***** TEXT PROVIDED

Needless to say, high-margin airline revenue from flights between major business centers (such as San Francisco-Taipei or New York-London) will be slashed, and airlines will have to consolidate to fewer flights, making suitability for business travel even less flexible and losing even more passengers.  Hotels will have to consolidate, and taxis and restaurants in business hubs will suffer as well.  But these are merely the most obvious of disruptions.  What is even more interesting are the less obvious ripple effects that only manifest a few years later, which are :

1) Employee Time and Hassle : Anyone who has had to travel to another continent for a Mon-Fri workweek trip knows that the process of taking a taxi to the airport, waiting 2 hours at the airport, the flight itself, and the ride to the final destination consumes most of the weekends on either side of the trip.  Most senior executives log over 200,000 miles of flight per year.  This is a huge drag on personal time and quality of life.  Travel on weekdays consume productive time that the employer could benefit from, which for senior executives, could be worth thousands of dollars per hour.  Furthermore, in an era of superviruses, we have already seen SARS, bird flu, and swine flu as global pandemic threats within the last few years.  A reduction of business travel will slow down the rate at which such viruses can spread across the globe and make quarantines less inconvenient for business (although tourist travel and remaining business travel are still carriers of this).

**********

§ **TASKS AND EXERCISES**:
- A) In the text on the effects of reduced business travel, how many miles of flight do most senior executives log per year?
- B) Carry on the text about the ripple effects of reduced business travel from its last sentence.
The records that come next are taken from a separate source and have no connection to the text.

***** GIVEN INFORMATION

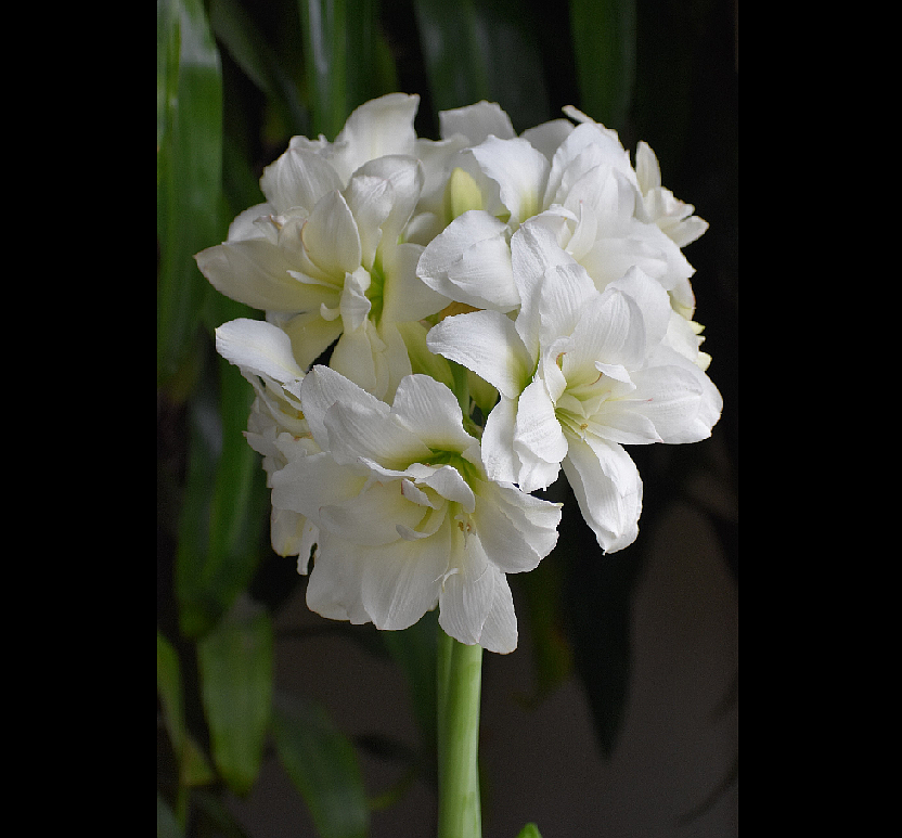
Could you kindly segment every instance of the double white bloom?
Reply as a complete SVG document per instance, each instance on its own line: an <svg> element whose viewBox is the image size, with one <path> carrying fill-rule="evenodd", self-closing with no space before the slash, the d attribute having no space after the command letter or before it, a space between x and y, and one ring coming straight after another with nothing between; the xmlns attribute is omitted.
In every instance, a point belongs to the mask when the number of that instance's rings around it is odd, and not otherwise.
<svg viewBox="0 0 902 838"><path fill-rule="evenodd" d="M642 506L623 446L704 439L720 415L681 249L707 224L647 145L633 168L579 112L518 137L482 102L441 114L434 142L416 105L384 96L333 143L295 138L266 203L197 261L266 312L217 348L256 389L273 547L307 572L317 545L310 607L401 629L438 606L451 636L510 652L505 575L547 555L560 517L530 493L563 468L622 549ZM491 394L481 440L449 361Z"/></svg>

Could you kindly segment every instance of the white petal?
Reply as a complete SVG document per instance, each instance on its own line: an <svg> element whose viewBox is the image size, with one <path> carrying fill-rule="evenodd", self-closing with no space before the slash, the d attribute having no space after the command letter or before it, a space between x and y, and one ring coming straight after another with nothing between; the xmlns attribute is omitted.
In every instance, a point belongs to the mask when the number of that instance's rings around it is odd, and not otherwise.
<svg viewBox="0 0 902 838"><path fill-rule="evenodd" d="M466 451L476 440L464 430L454 394L427 375L409 375L395 394L398 421L436 451Z"/></svg>
<svg viewBox="0 0 902 838"><path fill-rule="evenodd" d="M510 484L480 482L471 516L489 560L506 573L536 568L557 543L560 504Z"/></svg>
<svg viewBox="0 0 902 838"><path fill-rule="evenodd" d="M324 320L319 308L281 320L279 327L291 337L298 366L305 370L342 334L340 319Z"/></svg>
<svg viewBox="0 0 902 838"><path fill-rule="evenodd" d="M661 284L639 268L630 268L626 276L608 287L617 288L636 301L642 312L647 346L659 344L668 332L672 313L670 299Z"/></svg>
<svg viewBox="0 0 902 838"><path fill-rule="evenodd" d="M386 468L403 469L411 463L423 462L431 453L394 416L360 402L336 402L326 412L324 425L328 431L328 449L339 463L366 457Z"/></svg>
<svg viewBox="0 0 902 838"><path fill-rule="evenodd" d="M334 536L320 539L307 583L307 605L330 620L370 622L361 598L363 558L352 546Z"/></svg>
<svg viewBox="0 0 902 838"><path fill-rule="evenodd" d="M433 352L473 370L508 398L519 396L532 375L534 362L516 326L498 311L446 318L429 330L426 344Z"/></svg>
<svg viewBox="0 0 902 838"><path fill-rule="evenodd" d="M383 321L415 322L441 311L451 301L416 275L422 254L423 247L414 244L399 244L384 249Z"/></svg>
<svg viewBox="0 0 902 838"><path fill-rule="evenodd" d="M593 450L582 440L570 439L564 473L582 517L606 553L622 550L635 541L642 511L642 480L623 449L596 442ZM611 474L616 474L616 482Z"/></svg>
<svg viewBox="0 0 902 838"><path fill-rule="evenodd" d="M289 254L265 238L245 238L208 247L194 258L201 273L220 293L261 311L319 308L323 289L298 282Z"/></svg>
<svg viewBox="0 0 902 838"><path fill-rule="evenodd" d="M516 399L502 396L482 430L482 463L492 480L515 484L519 479L520 460L514 450L516 421Z"/></svg>
<svg viewBox="0 0 902 838"><path fill-rule="evenodd" d="M494 585L492 605L482 623L479 645L488 652L507 655L517 647L517 616L514 613L514 597L504 576L499 576Z"/></svg>
<svg viewBox="0 0 902 838"><path fill-rule="evenodd" d="M494 601L501 571L488 559L474 533L455 533L452 567L439 594L439 626L461 643L479 643L482 626Z"/></svg>
<svg viewBox="0 0 902 838"><path fill-rule="evenodd" d="M546 489L554 482L567 455L567 439L541 378L536 378L517 402L514 448L525 466L517 480L524 491ZM543 468L543 464L551 467Z"/></svg>
<svg viewBox="0 0 902 838"><path fill-rule="evenodd" d="M360 267L357 222L340 192L324 195L301 232L311 261L330 276L344 279Z"/></svg>
<svg viewBox="0 0 902 838"><path fill-rule="evenodd" d="M595 305L597 297L598 292L581 265L549 269L539 291L542 345L572 334L587 307Z"/></svg>
<svg viewBox="0 0 902 838"><path fill-rule="evenodd" d="M357 402L375 413L388 414L390 408L353 382L328 366L317 365L304 378L300 386L300 401L304 415L310 425L313 439L328 450L325 414L336 402Z"/></svg>
<svg viewBox="0 0 902 838"><path fill-rule="evenodd" d="M342 186L342 179L323 157L296 146L267 166L260 178L260 189L279 212L298 208L306 216L323 195Z"/></svg>
<svg viewBox="0 0 902 838"><path fill-rule="evenodd" d="M564 358L568 382L576 370L597 377L596 361L633 369L645 358L645 324L632 297L615 289L587 299L574 330L574 348Z"/></svg>
<svg viewBox="0 0 902 838"><path fill-rule="evenodd" d="M656 412L650 413L658 433L663 438L665 442L684 443L698 442L711 436L711 429L720 420L721 411L723 410L723 397L714 386L713 382L708 375L703 372L696 364L688 361L679 352L670 351L661 347L658 352L652 357L652 366L648 374L657 366L657 364L667 361L670 364L669 369L679 368L679 376L670 376L669 386L667 384L661 386L661 392L658 399L661 402L658 405L652 404L653 410L661 408L661 413L665 415L658 417ZM645 390L645 382L642 375L636 374L636 383L641 383L643 391ZM688 379L692 379L690 383ZM683 392L680 390L684 389ZM690 401L692 392L697 394L697 403L693 405ZM654 397L650 397L654 398ZM673 400L674 404L668 404L669 400ZM671 411L676 404L682 403L684 411L681 413L672 413Z"/></svg>
<svg viewBox="0 0 902 838"><path fill-rule="evenodd" d="M379 157L355 172L344 195L360 231L363 263L368 268L381 241L398 241L422 186L422 167L413 157Z"/></svg>
<svg viewBox="0 0 902 838"><path fill-rule="evenodd" d="M288 462L272 475L272 505L305 515L319 524L320 510L356 499L366 485L366 475L335 462L328 452Z"/></svg>
<svg viewBox="0 0 902 838"><path fill-rule="evenodd" d="M518 224L544 209L542 193L549 173L544 154L521 139L489 137L472 150L485 175L499 185L501 203Z"/></svg>
<svg viewBox="0 0 902 838"><path fill-rule="evenodd" d="M415 529L427 512L404 498L401 489L400 480L369 486L342 504L323 506L319 526L355 544L394 544L399 540L398 525Z"/></svg>
<svg viewBox="0 0 902 838"><path fill-rule="evenodd" d="M473 489L453 466L443 465L433 474L418 478L416 484L435 489L442 498L459 503L466 513L472 513L476 508L476 495Z"/></svg>
<svg viewBox="0 0 902 838"><path fill-rule="evenodd" d="M366 550L361 598L377 629L407 629L435 607L448 566L449 531L444 526L425 539Z"/></svg>
<svg viewBox="0 0 902 838"><path fill-rule="evenodd" d="M441 111L438 119L442 139L463 134L469 145L482 142L490 134L502 140L516 136L511 117L494 102L484 101L465 107Z"/></svg>
<svg viewBox="0 0 902 838"><path fill-rule="evenodd" d="M333 165L345 182L369 160L388 154L413 155L413 120L420 96L388 93L360 105L335 138Z"/></svg>
<svg viewBox="0 0 902 838"><path fill-rule="evenodd" d="M216 330L216 351L252 375L284 384L304 377L281 328L262 320L240 318Z"/></svg>
<svg viewBox="0 0 902 838"><path fill-rule="evenodd" d="M540 293L545 274L558 265L574 265L574 258L557 241L559 225L566 219L556 214L543 214L523 224L511 237L511 263L520 299L517 332L529 353L539 354Z"/></svg>
<svg viewBox="0 0 902 838"><path fill-rule="evenodd" d="M458 302L510 311L519 302L519 295L506 231L506 225L488 212L464 212L426 246L416 274Z"/></svg>
<svg viewBox="0 0 902 838"><path fill-rule="evenodd" d="M551 160L560 143L572 133L574 124L567 119L551 119L532 128L527 128L520 137L529 140L531 145ZM500 137L500 134L498 134Z"/></svg>
<svg viewBox="0 0 902 838"><path fill-rule="evenodd" d="M388 390L388 366L384 363L385 344L375 326L364 320L346 330L332 350L330 364L342 375L382 399Z"/></svg>

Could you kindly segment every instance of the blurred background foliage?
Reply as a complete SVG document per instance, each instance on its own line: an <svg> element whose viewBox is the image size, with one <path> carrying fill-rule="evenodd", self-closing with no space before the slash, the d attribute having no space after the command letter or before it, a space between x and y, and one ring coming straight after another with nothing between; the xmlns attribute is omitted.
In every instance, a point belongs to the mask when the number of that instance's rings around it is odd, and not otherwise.
<svg viewBox="0 0 902 838"><path fill-rule="evenodd" d="M374 96L420 94L416 130L431 138L439 111L482 99L518 131L576 105L627 149L648 142L665 185L711 223L687 256L723 417L704 443L631 454L645 482L643 529L673 498L694 504L738 583L734 511L694 488L699 473L730 495L737 485L737 33L733 0L569 0L554 10L542 0L157 0L159 835L242 835L223 792L246 795L267 749L323 838L364 836L373 805L403 804L400 794L374 801L359 765L360 748L390 744L351 742L330 708L274 691L273 618L306 578L269 545L265 475L242 436L252 389L212 341L219 324L261 314L217 294L193 259L262 199L261 170L292 136L332 140ZM643 540L602 559L567 487L549 491L568 501L558 547L511 578L533 639L533 700L579 678L610 755ZM428 774L434 618L405 632L330 630L403 671L421 731L411 771Z"/></svg>

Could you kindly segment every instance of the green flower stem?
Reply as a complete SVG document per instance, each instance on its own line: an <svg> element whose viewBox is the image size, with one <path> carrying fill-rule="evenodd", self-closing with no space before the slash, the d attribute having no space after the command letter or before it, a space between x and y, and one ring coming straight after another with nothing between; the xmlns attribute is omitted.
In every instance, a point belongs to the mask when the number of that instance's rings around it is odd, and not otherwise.
<svg viewBox="0 0 902 838"><path fill-rule="evenodd" d="M480 838L482 647L438 632L438 838Z"/></svg>

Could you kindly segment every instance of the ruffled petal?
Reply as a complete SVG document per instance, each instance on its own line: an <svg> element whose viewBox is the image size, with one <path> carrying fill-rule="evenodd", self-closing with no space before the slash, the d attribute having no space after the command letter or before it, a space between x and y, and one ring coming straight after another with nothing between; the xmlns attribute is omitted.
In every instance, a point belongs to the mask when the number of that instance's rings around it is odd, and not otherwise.
<svg viewBox="0 0 902 838"><path fill-rule="evenodd" d="M388 93L351 113L330 152L332 165L345 183L369 160L389 154L413 156L413 120L418 106L416 94Z"/></svg>
<svg viewBox="0 0 902 838"><path fill-rule="evenodd" d="M319 308L323 288L292 276L288 256L266 238L245 238L208 247L194 258L220 294L245 306L291 312Z"/></svg>
<svg viewBox="0 0 902 838"><path fill-rule="evenodd" d="M328 366L318 364L304 378L300 402L313 439L323 450L328 450L328 434L324 421L328 409L336 402L360 403L372 413L388 415L390 408L375 396Z"/></svg>
<svg viewBox="0 0 902 838"><path fill-rule="evenodd" d="M519 224L545 208L549 160L528 140L489 137L472 154L486 177L498 183L501 203L511 212L508 223Z"/></svg>
<svg viewBox="0 0 902 838"><path fill-rule="evenodd" d="M407 468L423 462L429 449L394 416L360 402L336 402L326 412L328 450L339 463L373 460L386 468Z"/></svg>
<svg viewBox="0 0 902 838"><path fill-rule="evenodd" d="M534 366L513 321L498 311L446 318L429 330L426 345L472 370L507 398L519 396Z"/></svg>
<svg viewBox="0 0 902 838"><path fill-rule="evenodd" d="M301 231L310 260L330 276L344 279L360 267L357 222L340 192L324 195Z"/></svg>
<svg viewBox="0 0 902 838"><path fill-rule="evenodd" d="M491 608L482 623L479 645L489 652L507 655L517 647L517 615L511 585L503 575L495 578Z"/></svg>
<svg viewBox="0 0 902 838"><path fill-rule="evenodd" d="M364 559L342 539L325 534L307 583L307 606L330 620L349 620L359 626L370 622L363 607L360 580Z"/></svg>
<svg viewBox="0 0 902 838"><path fill-rule="evenodd" d="M260 189L276 211L300 209L305 216L330 192L342 189L342 178L321 155L298 146L289 147L263 169Z"/></svg>
<svg viewBox="0 0 902 838"><path fill-rule="evenodd" d="M280 384L304 377L288 335L263 320L239 318L223 323L216 330L216 351L250 375Z"/></svg>
<svg viewBox="0 0 902 838"><path fill-rule="evenodd" d="M407 629L435 607L448 566L449 532L446 525L428 538L365 551L361 600L377 629Z"/></svg>
<svg viewBox="0 0 902 838"><path fill-rule="evenodd" d="M632 544L639 534L642 480L629 454L601 440L590 448L571 438L563 466L598 545L614 553Z"/></svg>
<svg viewBox="0 0 902 838"><path fill-rule="evenodd" d="M519 295L506 233L506 224L488 212L464 212L429 242L416 274L458 302L510 311L518 305Z"/></svg>
<svg viewBox="0 0 902 838"><path fill-rule="evenodd" d="M480 482L473 528L489 560L505 573L533 570L557 543L560 504L510 484Z"/></svg>
<svg viewBox="0 0 902 838"><path fill-rule="evenodd" d="M289 461L270 478L272 505L319 524L320 510L356 499L366 485L365 469L339 465L328 452Z"/></svg>
<svg viewBox="0 0 902 838"><path fill-rule="evenodd" d="M482 430L482 463L492 480L515 484L519 479L520 459L514 450L516 422L517 400L502 396Z"/></svg>
<svg viewBox="0 0 902 838"><path fill-rule="evenodd" d="M398 385L391 411L436 451L466 451L476 441L464 430L454 394L427 375L407 376Z"/></svg>
<svg viewBox="0 0 902 838"><path fill-rule="evenodd" d="M517 482L525 492L546 489L567 455L567 438L554 413L544 382L536 378L517 402L514 449L520 459Z"/></svg>
<svg viewBox="0 0 902 838"><path fill-rule="evenodd" d="M355 544L381 546L399 541L398 526L415 529L425 515L425 507L404 497L401 481L392 480L373 484L345 503L323 506L318 523Z"/></svg>

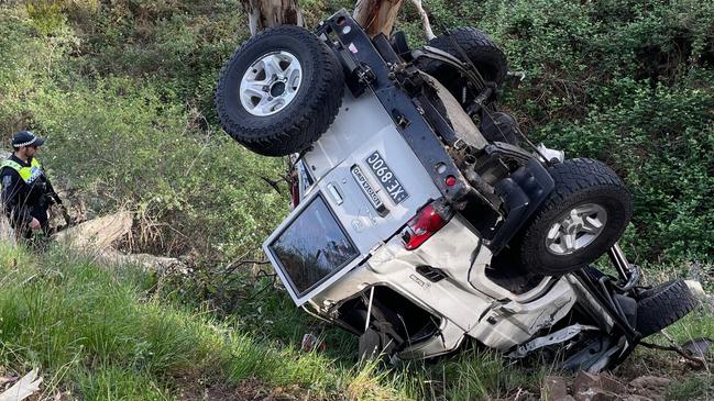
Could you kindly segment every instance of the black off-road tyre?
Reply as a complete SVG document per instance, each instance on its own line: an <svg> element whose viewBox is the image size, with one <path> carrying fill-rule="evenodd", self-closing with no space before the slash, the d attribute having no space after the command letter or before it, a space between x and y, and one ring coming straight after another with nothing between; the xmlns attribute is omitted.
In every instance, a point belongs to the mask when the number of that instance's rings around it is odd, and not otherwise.
<svg viewBox="0 0 714 401"><path fill-rule="evenodd" d="M520 261L529 271L560 276L595 261L615 244L631 218L633 198L615 171L597 160L568 159L551 167L550 175L556 188L524 231ZM598 234L571 253L551 250L548 245L551 227L570 215L570 211L593 204L606 212Z"/></svg>
<svg viewBox="0 0 714 401"><path fill-rule="evenodd" d="M696 308L696 299L682 280L657 286L637 301L637 331L644 337L669 326Z"/></svg>
<svg viewBox="0 0 714 401"><path fill-rule="evenodd" d="M459 44L486 82L491 81L496 86L503 83L508 74L508 63L504 53L488 35L473 26L462 26L451 30L450 36L439 35L432 38L429 41L429 46L464 62L462 53L457 49L453 42ZM462 104L468 103L463 101L463 78L453 67L430 58L421 58L417 62L417 67L437 78ZM473 93L468 93L466 98L472 99Z"/></svg>
<svg viewBox="0 0 714 401"><path fill-rule="evenodd" d="M295 97L271 115L254 115L240 99L241 81L262 57L288 52L300 63L301 81ZM249 149L284 156L307 148L327 131L342 103L344 77L330 48L304 27L265 30L239 47L223 67L216 90L216 109L223 130Z"/></svg>

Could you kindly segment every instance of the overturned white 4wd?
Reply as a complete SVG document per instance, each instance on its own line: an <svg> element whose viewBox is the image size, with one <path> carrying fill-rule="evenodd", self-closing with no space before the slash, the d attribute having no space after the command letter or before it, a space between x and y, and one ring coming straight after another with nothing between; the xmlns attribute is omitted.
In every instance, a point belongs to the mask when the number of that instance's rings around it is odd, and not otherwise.
<svg viewBox="0 0 714 401"><path fill-rule="evenodd" d="M568 345L563 367L600 370L694 307L682 281L638 287L612 169L532 146L495 110L506 74L477 30L411 51L344 11L315 33L265 31L221 73L226 131L292 155L294 210L264 250L296 304L362 354L432 357L472 337L510 357ZM604 254L618 277L590 266Z"/></svg>

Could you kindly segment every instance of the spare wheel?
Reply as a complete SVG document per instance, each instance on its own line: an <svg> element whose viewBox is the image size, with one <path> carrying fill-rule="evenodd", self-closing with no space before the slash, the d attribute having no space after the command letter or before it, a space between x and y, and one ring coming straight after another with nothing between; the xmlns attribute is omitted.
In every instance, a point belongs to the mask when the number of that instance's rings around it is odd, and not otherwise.
<svg viewBox="0 0 714 401"><path fill-rule="evenodd" d="M235 51L220 74L216 109L235 141L284 156L327 131L343 93L342 67L327 44L304 27L283 25Z"/></svg>

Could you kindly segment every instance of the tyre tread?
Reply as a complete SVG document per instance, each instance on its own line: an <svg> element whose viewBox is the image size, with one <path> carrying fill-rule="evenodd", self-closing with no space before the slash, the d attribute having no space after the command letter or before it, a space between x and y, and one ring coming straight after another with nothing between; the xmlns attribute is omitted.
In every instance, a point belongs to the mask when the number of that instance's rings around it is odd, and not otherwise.
<svg viewBox="0 0 714 401"><path fill-rule="evenodd" d="M310 47L310 53L325 62L316 87L311 90L305 108L296 109L286 119L276 119L267 126L252 127L234 121L228 114L226 105L227 70L238 63L245 48L253 46L267 35L290 35L298 37ZM216 90L216 109L223 130L234 140L253 152L266 156L283 156L303 151L327 131L332 124L342 103L344 94L342 67L332 51L315 35L301 27L283 25L265 30L243 43L223 66ZM334 82L340 82L336 88ZM308 83L308 82L304 82ZM314 82L309 82L312 85ZM289 123L286 124L286 121Z"/></svg>
<svg viewBox="0 0 714 401"><path fill-rule="evenodd" d="M637 303L637 331L647 337L684 318L695 307L696 300L684 281L661 285Z"/></svg>

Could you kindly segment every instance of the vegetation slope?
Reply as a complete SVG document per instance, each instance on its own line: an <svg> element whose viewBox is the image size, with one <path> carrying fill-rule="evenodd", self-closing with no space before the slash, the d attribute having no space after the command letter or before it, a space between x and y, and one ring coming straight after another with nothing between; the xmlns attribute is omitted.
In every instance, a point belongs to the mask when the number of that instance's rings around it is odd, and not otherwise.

**********

§ **TASK-BY-TASK RESULTS**:
- A) Over 200,000 miles.

- B)
2) Real Estate Prices in Expensive Areas : Home prices in Manhattan and Silicon Valley are presently 4X or more higher than a home of the same square footage 80 miles away.  By 2015, the single-screen solution that Cisco sells for $80,000 today may cost as little as $2000, and those from LifeSize and others may be even cheaper, so hosting meetings with colleagues from a home office might be as easy as running a conference call.  A good portion of employees who have small children may find it possible to do their jobs in a manner than requires them to go to their corporate office only once or twice a week.  If even 20% of employees choose to flee the high-cost housing near their offices, the real estate prices in Manhattan and Silicon Valley will deflate significantly.  While this is bad news for owners of real-estate in such areas, it is excellent news for new entrants, who will see an increase in their purchasing power.  Best of all, working families may be able to afford to have children that they presently cannot finance. 

3) Passenger Aviation Technological Leap : Airlines and aircraft manufacturers have little recourse but to respond to these disruptions with innovations of their own, of which the only compelling possibility is to have each journey take far less time.  It is apparent that there has been little improvement in the speed of passenger aircraft in the last 40 years.  J. Storrs Hall at the Foresight Institute has an article up with a chart that shows the improvements and total flattening of the speed of passenger airline travel.  The cost of staying below Mach 1 vs. being above it are very different, as much as 3X, which accounts for the sudden halt in speed gains just below the speed of sound after the early 1960s.  However, the technologies of supersonic aircraft (which exist, of course, in military planes) are dropping in price, and it is possible that suborbital passenger flight could be available for the cost of a first-class ticket by 2025.  The Ansari X-prize contest and Space Ship Two have already demonstrated early incarnations of what could scale up to larger planes.  This will not reverse the video-conferencing trend, of course, but it will make the airlines more competitive for those interactions that have to be in person.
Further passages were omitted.